**Selected extract**
==*==

So, I think we can all agree: /say should be the only form of chat. It's the only way to keep the game from being turned into a WoW clone!
Even though I realize you're joking, I honestly would be ok with three chat channels: say, group and guild.

On top of that, I'd like languages to matter, and no matter how much you try to spam learn a language it would take months in real life to learn it in game. That way, if your guild is mainly humans and you bring a lizard man in to the guild, you won't understand what the fuck he's saying for a long ass time.
 

Soygen

The Dirty Dozen For the Price of One
<Nazi Janitors>
28,572
45,200
Is a LFG tool that much different from being able to type /who all 30 35 lfg? I really don't see the problem as long as it doesn't auto build a group for you and stick you together with randoms.
There isn't a difference. I can't believe some of the retarded shit I'm reading in this thread. I agree that "Dungeon Finder-type" auto grouping features are stupid, but an LFG tool that simply connects you to the people who are also looking is a feature you want unless your game has like a population of 20. Oh wait....ok, maybe that will work.
 

Pancreas

Vyemm Raider
1,139
3,841
Even though I realize you're joking, I honestly would be ok with three chat channels: say, group and guild.

On top of that, I'd like languages to matter, and no matter how much you try to spam learn a language it would take months in real life to learn it in game. That way, if your guild is mainly humans and you bring a lizard man in to the guild, you won't understand what the fuck he's saying for a long ass time.
Which would force everyone to abandon the chat channels in favor of voice chat. I could see rare languages playing a role in quests and dungeon puzzles, but this only works the first time through, then the translated text ends up on a spoiler site, or in an add on that auto translates everything.

And now a mini rant about random content generation....
If the game has quest generators, that produce one-off adventures for groups, then throwing weird stuff like this into the mix could be cool. Characters that have really good language or lore skills could discover additional information about the quest or dungeon, and unlock additional areas, loot, bosses ect. It would be similar to having a rogue that can pick locks. It opens up additional content, or sometimes just allows the journey to progress.

I really think by this point that hand crafted content is a poor way to go with these games. It's great for single player dungeon crawlers that you will probably only play through once, but for large multiplayer worlds that are going to get used continuously, it gets old fast and generates a huge amount of problems for asset utilization.

Roguelikes are brutal games, but they have immense replay value. It seems like a perfect fit for an MMO quest system. The problem I have seen whenever any mmo game tried to implement a dungeon generator, they never went far enough in terms of dedicating resources to make it seem really interesting. You got a handful of layouts and 3 alternating objectives and that was it. Which is not enough content to keep anyone engaged for more than a few hours tops.

Also there seems to be this huge fear of the players experiencing things that were unintended or never designed to occur, that neuters the ability to introduce randomness into these games. Yeah bugs and glitches are jarring when experienced and should be squashed when found, but most of these games are so paranoid about a player experiencing a mildly unpleasant event or impossible situation that they make their games out of rubber. Nothing the player does can truly distort the original game space and 5 minutes later, everything bounces right back into it's normal shape.

Anyways, the effort to create a robust, and diverse content generation system capable of engaging players for the majority of their time in game, is considerably greater than the effort needed to create a static game world. However the two huge benefits to such a system is:
-One, that none of that initial effort becomes wasted after the first pass and all of the content introduced in this way gets utilized to it's fullest.

==*==

**The task**
Please transcribe the stretch of the game forum thread that begins with the words "Vyemm Raider" and ends with "auto translates everything.".

==*==

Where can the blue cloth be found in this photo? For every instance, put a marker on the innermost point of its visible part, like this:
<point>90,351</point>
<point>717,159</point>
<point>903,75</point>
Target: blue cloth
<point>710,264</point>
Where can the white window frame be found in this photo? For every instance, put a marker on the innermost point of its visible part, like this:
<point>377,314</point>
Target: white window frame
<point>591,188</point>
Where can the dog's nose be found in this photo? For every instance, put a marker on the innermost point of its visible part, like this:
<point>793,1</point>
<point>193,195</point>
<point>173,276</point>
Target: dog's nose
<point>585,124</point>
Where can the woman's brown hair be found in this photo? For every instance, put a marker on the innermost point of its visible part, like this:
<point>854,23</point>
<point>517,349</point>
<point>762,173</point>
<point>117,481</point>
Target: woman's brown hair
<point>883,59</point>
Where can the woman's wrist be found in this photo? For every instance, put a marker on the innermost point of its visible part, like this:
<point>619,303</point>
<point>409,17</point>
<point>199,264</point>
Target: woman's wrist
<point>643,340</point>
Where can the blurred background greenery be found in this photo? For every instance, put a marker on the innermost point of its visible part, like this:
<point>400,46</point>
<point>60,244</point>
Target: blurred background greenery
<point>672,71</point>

==*==

**Completed exercise**
Vyemm Raider
1,139
3,841
Even though I realize you're joking, I honestly would be ok with three chat channels: say, group and guild.

On top of that, I'd like languages to matter, and no matter how much you try to spam learn a language it would take months in real life to learn it in game. That way, if your guild is mainly humans and you bring a lizard man in to the guild, you won't understand what the fuck he's saying for a long ass time.
Which would force everyone to abandon the chat channels in favor of voice chat. I could see rare languages playing a role in quests and dungeon puzzles, but this only works the first time through, then the translated text ends up on a spoiler site, or in an add on that auto translates everything.